▶ _Material for the task_:
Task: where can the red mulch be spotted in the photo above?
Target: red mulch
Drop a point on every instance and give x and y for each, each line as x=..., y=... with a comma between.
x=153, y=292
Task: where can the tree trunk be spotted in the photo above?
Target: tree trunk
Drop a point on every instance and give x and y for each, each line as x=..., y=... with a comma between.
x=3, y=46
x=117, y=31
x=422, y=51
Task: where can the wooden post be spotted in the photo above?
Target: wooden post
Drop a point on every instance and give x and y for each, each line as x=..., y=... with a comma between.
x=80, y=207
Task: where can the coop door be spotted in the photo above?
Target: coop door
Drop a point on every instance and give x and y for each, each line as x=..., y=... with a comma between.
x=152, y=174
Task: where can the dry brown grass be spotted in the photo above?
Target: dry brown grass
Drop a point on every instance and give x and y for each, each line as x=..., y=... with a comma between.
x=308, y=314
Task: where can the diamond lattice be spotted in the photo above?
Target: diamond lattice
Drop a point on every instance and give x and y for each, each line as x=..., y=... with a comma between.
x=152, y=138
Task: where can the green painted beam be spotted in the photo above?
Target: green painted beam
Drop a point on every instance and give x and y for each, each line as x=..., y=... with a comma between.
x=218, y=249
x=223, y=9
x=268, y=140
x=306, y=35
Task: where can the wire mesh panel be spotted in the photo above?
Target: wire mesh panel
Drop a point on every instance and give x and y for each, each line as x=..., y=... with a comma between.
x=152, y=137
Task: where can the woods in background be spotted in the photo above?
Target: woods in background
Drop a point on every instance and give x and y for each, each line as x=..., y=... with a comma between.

▶ _Aim_:
Set out every row above as a numbered list, omitting any blank lines.

▶ _Solution for this exercise_:
1. Task: where can the red mulch be spotted in the photo above?
2. Target: red mulch
3. Drop a point on every instance and give x and y for each, each line as x=..., y=... with a comma between.
4. x=153, y=292
5. Task: where can the tree trunk be spotted in the photo above?
6. Target: tree trunk
7. Drop a point on every instance and give x and y for each, each line as x=..., y=... with a comma between.
8. x=3, y=46
9. x=117, y=31
10. x=422, y=51
11. Task: where can the wooden post be spotted in the photo above?
12. Target: wooden post
13. Drop a point on every instance and give x and y for each, each line as x=..., y=... with a comma between.
14. x=80, y=207
15. Task: where can the coop door be spotted in the photo above?
16. Target: coop door
17. Drop a point on every instance and give x and y for each, each line as x=..., y=... with a comma between.
18. x=152, y=174
19. Task: where can the dry brown grass be spotted in the photo above?
20. Target: dry brown grass
21. Drop a point on every instance and give x and y for each, each line as x=..., y=... with a comma between.
22. x=308, y=314
23. Task: where can the diamond lattice be spotted in the photo above?
24. Target: diamond lattice
25. Drop a point on every instance and give x and y for each, each line as x=..., y=... with a comma between.
26. x=152, y=138
27. Task: where can the green painted beam be spotted in the photo above?
28. Target: green painted beam
29. Drop a point on every instance and give x and y for each, each line as x=..., y=... with a comma between.
30. x=218, y=249
31. x=223, y=9
32. x=268, y=140
33. x=306, y=35
34. Task: where can the wire mesh panel be spotted in the photo above?
35. Target: wire mesh panel
36. Drop a point on every instance and give x and y for each, each line as x=..., y=... with a comma between.
37. x=152, y=137
38. Task: where can the woods in background be spotted in the photo above?
39. Target: woods in background
40. Drop a point on every instance and give x and y for each, each line as x=..., y=... with a comma between.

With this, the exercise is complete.